======== Supplied data

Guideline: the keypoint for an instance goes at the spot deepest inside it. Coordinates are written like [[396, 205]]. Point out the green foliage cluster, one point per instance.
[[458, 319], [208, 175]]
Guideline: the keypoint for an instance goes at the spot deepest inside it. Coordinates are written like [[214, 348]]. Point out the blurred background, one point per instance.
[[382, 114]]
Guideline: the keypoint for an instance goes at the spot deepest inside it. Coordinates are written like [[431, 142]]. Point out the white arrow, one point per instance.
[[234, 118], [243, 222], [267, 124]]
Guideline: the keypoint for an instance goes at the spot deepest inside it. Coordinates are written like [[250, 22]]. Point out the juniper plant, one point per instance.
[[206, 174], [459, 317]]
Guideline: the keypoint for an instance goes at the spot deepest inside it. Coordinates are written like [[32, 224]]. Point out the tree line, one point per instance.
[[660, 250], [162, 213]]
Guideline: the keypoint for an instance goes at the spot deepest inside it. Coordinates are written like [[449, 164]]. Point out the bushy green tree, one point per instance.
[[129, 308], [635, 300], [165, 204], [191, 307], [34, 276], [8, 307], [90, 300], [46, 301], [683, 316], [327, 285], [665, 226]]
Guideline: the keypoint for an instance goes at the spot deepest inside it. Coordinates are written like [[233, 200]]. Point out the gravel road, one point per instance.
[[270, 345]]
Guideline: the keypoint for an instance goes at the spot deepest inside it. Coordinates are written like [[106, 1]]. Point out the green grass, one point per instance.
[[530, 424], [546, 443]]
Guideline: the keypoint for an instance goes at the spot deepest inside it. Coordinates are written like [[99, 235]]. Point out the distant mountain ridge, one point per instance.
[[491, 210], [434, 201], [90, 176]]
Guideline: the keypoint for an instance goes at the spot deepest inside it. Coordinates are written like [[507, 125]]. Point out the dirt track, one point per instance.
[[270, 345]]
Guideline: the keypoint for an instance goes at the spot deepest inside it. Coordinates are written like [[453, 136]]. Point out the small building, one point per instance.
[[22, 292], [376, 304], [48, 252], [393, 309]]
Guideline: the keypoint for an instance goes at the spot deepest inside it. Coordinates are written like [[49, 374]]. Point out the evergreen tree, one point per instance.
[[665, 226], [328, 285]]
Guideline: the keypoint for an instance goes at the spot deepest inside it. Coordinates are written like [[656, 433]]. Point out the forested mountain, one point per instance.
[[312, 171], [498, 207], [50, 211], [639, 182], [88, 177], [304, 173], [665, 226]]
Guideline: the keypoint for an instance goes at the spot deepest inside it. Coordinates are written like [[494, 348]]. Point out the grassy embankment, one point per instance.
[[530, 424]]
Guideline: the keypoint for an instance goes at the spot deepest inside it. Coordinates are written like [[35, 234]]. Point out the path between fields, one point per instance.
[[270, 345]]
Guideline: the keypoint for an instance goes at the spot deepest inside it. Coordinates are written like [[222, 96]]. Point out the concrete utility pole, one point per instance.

================

Your instructions:
Extract each line from the listing above, please, and repeat it exactly.

Solution:
Guideline: the keypoint for an instance goes at the spot deepest inside it. Coordinates are written like [[396, 205]]. Point out the green foliage cluster, one point per instance.
[[458, 319], [208, 175]]
Guideline: the keypoint for an instance goes at the spot deepest inside it. Coordinates are written like [[214, 348]]. Point out the blurred background, one point per instance.
[[382, 114]]
Guideline: the keypoint for an instance goes at the spot deepest inside it. Coordinates are written like [[431, 142]]. Point out the white arrow, one point per instance.
[[234, 118], [243, 222], [267, 124]]
Guideline: the keypoint for an instance goes at the spot deepest inside it. Coordinates are written like [[250, 22]]. Point out the juniper plant, one point per instance.
[[206, 174], [459, 317]]
Guideline: the keypoint for an instance goes at the spot deepest inside it. Coordinates are written like [[32, 224]]. Point out the tree line, one point per instance.
[[660, 250], [162, 213]]
Guideline: the keypoint for an instance goes at the spot deepest inside it. Coordinates are written like [[449, 164]]. Point out the bushy green tree, one point per instance.
[[129, 308], [635, 300], [165, 204], [191, 307], [34, 276], [8, 307], [90, 300], [46, 301], [683, 316], [327, 285], [665, 226]]
Guideline: the keypoint for an instance goes at the spot deepest inside it. Coordinates are written like [[233, 200]]. Point out the gravel road, one point per instance.
[[270, 345]]
Guideline: the keypoint for an instance goes at the spot deepest inside it. Coordinates are written like [[106, 1]]. Point out the green grass, one point per instance.
[[530, 424], [546, 443]]
Guideline: the keypoint for an instance goes at the spot deepest inside it. Coordinates are written like [[99, 235]]. Point out the distant mountain ridge, one point per instance.
[[491, 210], [434, 201], [90, 176]]
Guideline: the keypoint for an instance goes at the spot deepest inside it. Coordinates are written like [[507, 125]]. Point out the dirt track, one point per instance.
[[270, 345]]
Guideline: the keypoint for an instance goes at the spot deepest inside it. Coordinates are written like [[453, 136]]. Point out the small building, one point per instance.
[[22, 292], [376, 304], [48, 252], [393, 309]]
Guideline: the keypoint for an instance goes at the spot deepest inside it. Coordinates are written like [[49, 374]]. Point out the evergreen tree, one point per instance.
[[665, 226], [328, 285]]
Guideline: the keypoint for an instance goes at the spot deepest inside it. Coordinates are written like [[656, 433]]. Point out the forested mountain, one point per instance.
[[312, 171], [498, 207], [50, 211], [639, 182], [88, 177], [304, 173], [665, 226]]
Guideline: the keypoint for an instance goes at the spot deepest inside it. Coordinates are written like [[494, 348]]. Point out the grassy embankment, one point per instance.
[[530, 424]]
Guideline: the keypoint for an instance goes at the spot deepest inside it. Coordinates are written like [[35, 234]]. Point out the path between fields, one point per instance.
[[270, 345]]
Guideline: the keypoint for an instance goes at the spot deepest inside it. Coordinates are written like [[222, 96]]. Point out the concrete utility pole, one point per instance.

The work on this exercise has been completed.